» **TASK 1**:
Answer these about the passage on the Enhanced F-scale:
(a) Across how many types of buildings will its damage ratings be calibrated?
(b) Who has worked on the scale for several years?
(c) Who wrote the PDF document that gives a more thorough overview?
» **TASK 2**: Please continue the passage on the Enhanced F-scale, starting after its final sentence.

» **ARTICLE**:
━━━━━━━━━━

The Enhanced F-scale will be a much more precise way to rank tornado damage than the original, because it will classify damage F0-F5 calibrated by engineers across over 20 different types of buildings. A team of meteorologists and engineers has worked on this for several years. The idea is that a "one size fits all" approach just doesn't work in rating tornado damage, and that a tornado scale needs to take into account the typical strengths and weaknesses of different types of construction. This is because the same wind does different things to different kinds of buildings. In the Enhanced F-scale, there will be different, customized standards for assigning any given F rating to a well built, well anchored wood-frame house compared to a garage, school, skyscraper, unanchored house, barn, factory, utility pole or other type of structure. In a real-life tornado track, these ratings can be mapped together more smoothly to make a damage analysis. Of course, there still will be gaps and weaknesses on a track where there was little or nothing to damage, but such problems will be less common than under the original F-scale. More details on the final version will be posted here when available. Until then, this PDF document by J. McDonald of Texas Tech provides a more thorough overview of the idea.

━━━━━━━━━━

» **DATA ENTRIES**:
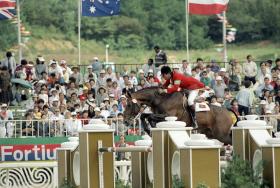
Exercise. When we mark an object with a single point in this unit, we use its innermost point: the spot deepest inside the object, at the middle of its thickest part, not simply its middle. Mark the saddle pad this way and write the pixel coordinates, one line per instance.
(201, 107)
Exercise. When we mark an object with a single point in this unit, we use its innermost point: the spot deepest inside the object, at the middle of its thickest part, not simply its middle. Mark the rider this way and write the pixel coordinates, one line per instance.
(176, 81)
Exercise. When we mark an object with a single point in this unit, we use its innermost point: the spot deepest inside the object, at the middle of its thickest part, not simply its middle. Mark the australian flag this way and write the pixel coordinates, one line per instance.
(7, 9)
(100, 7)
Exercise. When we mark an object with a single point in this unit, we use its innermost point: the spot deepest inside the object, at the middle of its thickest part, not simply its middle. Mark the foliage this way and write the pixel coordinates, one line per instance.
(240, 174)
(177, 182)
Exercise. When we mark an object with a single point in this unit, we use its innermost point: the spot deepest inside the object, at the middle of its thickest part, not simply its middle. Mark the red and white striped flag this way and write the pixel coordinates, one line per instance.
(207, 7)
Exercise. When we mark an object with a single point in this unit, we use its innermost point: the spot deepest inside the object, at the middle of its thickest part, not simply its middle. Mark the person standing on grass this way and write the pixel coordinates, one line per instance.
(250, 69)
(160, 57)
(244, 98)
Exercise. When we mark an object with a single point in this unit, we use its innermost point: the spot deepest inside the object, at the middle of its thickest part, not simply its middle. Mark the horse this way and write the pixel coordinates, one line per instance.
(215, 123)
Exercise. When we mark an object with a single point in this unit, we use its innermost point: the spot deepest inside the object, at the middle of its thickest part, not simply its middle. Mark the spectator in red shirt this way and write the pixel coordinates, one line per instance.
(176, 82)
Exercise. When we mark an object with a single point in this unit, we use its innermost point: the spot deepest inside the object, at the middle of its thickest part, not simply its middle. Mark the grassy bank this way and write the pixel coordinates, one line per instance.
(59, 48)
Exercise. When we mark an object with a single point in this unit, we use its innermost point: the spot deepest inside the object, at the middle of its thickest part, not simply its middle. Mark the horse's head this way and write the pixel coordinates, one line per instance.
(132, 109)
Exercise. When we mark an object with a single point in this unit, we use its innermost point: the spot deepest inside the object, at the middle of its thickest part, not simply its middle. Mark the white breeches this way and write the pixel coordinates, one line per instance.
(192, 96)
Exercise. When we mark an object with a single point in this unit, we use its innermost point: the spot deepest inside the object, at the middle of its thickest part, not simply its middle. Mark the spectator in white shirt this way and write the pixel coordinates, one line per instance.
(250, 69)
(73, 126)
(270, 105)
(262, 73)
(186, 68)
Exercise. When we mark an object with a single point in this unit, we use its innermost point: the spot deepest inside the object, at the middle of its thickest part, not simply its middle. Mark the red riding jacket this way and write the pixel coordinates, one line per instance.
(179, 81)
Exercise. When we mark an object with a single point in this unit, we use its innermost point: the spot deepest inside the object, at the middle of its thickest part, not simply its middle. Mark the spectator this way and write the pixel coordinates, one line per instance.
(133, 78)
(88, 74)
(160, 57)
(43, 128)
(101, 81)
(265, 86)
(74, 125)
(234, 107)
(10, 63)
(235, 71)
(97, 112)
(122, 103)
(205, 79)
(250, 69)
(76, 75)
(55, 70)
(270, 105)
(149, 66)
(121, 155)
(263, 73)
(219, 87)
(5, 86)
(28, 126)
(40, 67)
(101, 95)
(277, 65)
(96, 66)
(110, 73)
(244, 99)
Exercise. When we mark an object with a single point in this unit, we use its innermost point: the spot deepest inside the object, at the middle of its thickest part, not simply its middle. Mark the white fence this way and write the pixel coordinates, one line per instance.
(29, 174)
(54, 128)
(45, 174)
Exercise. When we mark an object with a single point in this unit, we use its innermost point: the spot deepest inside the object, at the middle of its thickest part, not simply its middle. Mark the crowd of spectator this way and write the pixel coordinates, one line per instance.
(62, 92)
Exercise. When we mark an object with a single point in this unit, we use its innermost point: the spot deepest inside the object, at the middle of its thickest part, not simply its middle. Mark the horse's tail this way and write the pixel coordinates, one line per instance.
(234, 116)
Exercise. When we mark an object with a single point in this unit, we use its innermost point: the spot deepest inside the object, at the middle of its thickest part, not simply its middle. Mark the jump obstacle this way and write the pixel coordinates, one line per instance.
(172, 151)
(252, 141)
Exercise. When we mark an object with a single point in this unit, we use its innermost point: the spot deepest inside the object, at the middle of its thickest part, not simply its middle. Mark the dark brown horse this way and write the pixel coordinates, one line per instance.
(215, 123)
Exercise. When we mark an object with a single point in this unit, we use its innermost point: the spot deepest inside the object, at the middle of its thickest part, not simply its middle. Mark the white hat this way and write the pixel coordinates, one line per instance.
(268, 112)
(55, 99)
(97, 109)
(73, 113)
(263, 102)
(4, 105)
(40, 58)
(123, 96)
(52, 62)
(102, 105)
(62, 62)
(176, 67)
(219, 78)
(141, 71)
(223, 70)
(52, 90)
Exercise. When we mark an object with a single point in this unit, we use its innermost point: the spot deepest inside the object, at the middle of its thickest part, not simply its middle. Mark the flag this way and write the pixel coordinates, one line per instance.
(7, 9)
(97, 8)
(207, 7)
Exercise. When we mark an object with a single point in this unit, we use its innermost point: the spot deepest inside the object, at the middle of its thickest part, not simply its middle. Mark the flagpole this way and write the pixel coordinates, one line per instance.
(19, 33)
(79, 32)
(187, 29)
(224, 38)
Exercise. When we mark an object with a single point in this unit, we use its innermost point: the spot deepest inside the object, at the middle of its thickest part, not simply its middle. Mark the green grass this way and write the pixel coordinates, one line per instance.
(57, 46)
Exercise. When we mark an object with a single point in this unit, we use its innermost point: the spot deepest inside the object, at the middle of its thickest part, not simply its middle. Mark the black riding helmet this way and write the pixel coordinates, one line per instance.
(165, 70)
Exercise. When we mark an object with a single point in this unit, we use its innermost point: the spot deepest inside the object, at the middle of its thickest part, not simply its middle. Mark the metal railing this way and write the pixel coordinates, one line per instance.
(60, 128)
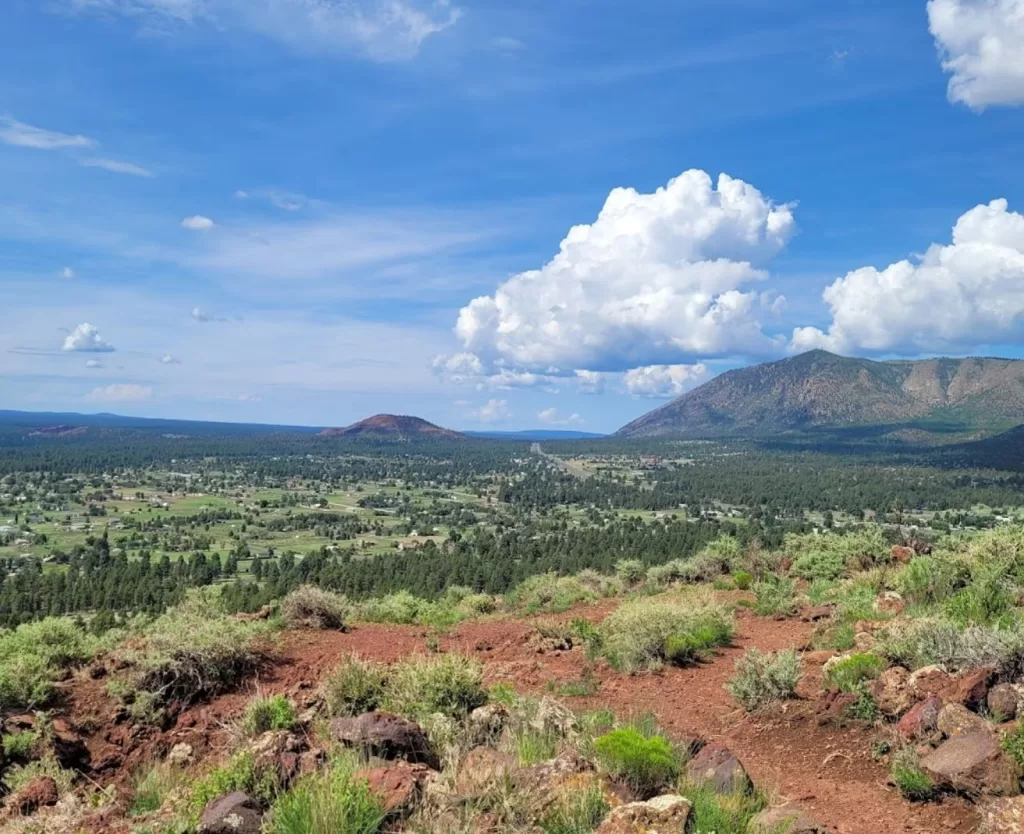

━━━━━━━━━━

» **EXERCISE OUTPUT 1**:
(a) Over 20 different types of buildings.
(b) A team of meteorologists and engineers.
(c) J. McDonald of Texas Tech.

» **EXERCISE OUTPUT 2**:
What is a "significant" Tornado?

 
A tornado is classified as "significant" if it does F2 or greater damage on the F scale. Grazulis (1993) also included killer tornadoes of any damage scale in his significant tornado database. It is important to know that those definitions are arbitrary, for scientific research. No tornado is necessarily insignificant. Any tornado can kill or cause damage; and some tornadoes rated less than F2 probably could do F2 or greater damage if they hit a well-built house during peak intensity.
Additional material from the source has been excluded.